Work instructions: Although the entries contain pictures, write out only their text, exactly as it stands.

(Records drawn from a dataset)
____

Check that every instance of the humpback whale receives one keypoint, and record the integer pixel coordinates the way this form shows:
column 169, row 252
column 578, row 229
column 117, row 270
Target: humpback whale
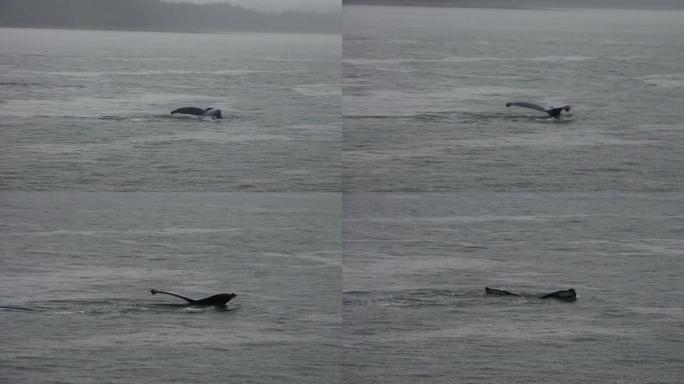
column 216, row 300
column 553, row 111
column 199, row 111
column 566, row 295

____

Final answer:
Check that every instance of the humpback whale receives one keypoint, and record the integer pixel coordinates the way this form shows:
column 169, row 252
column 578, row 229
column 117, row 270
Target: humpback whale
column 216, row 300
column 553, row 111
column 199, row 111
column 566, row 295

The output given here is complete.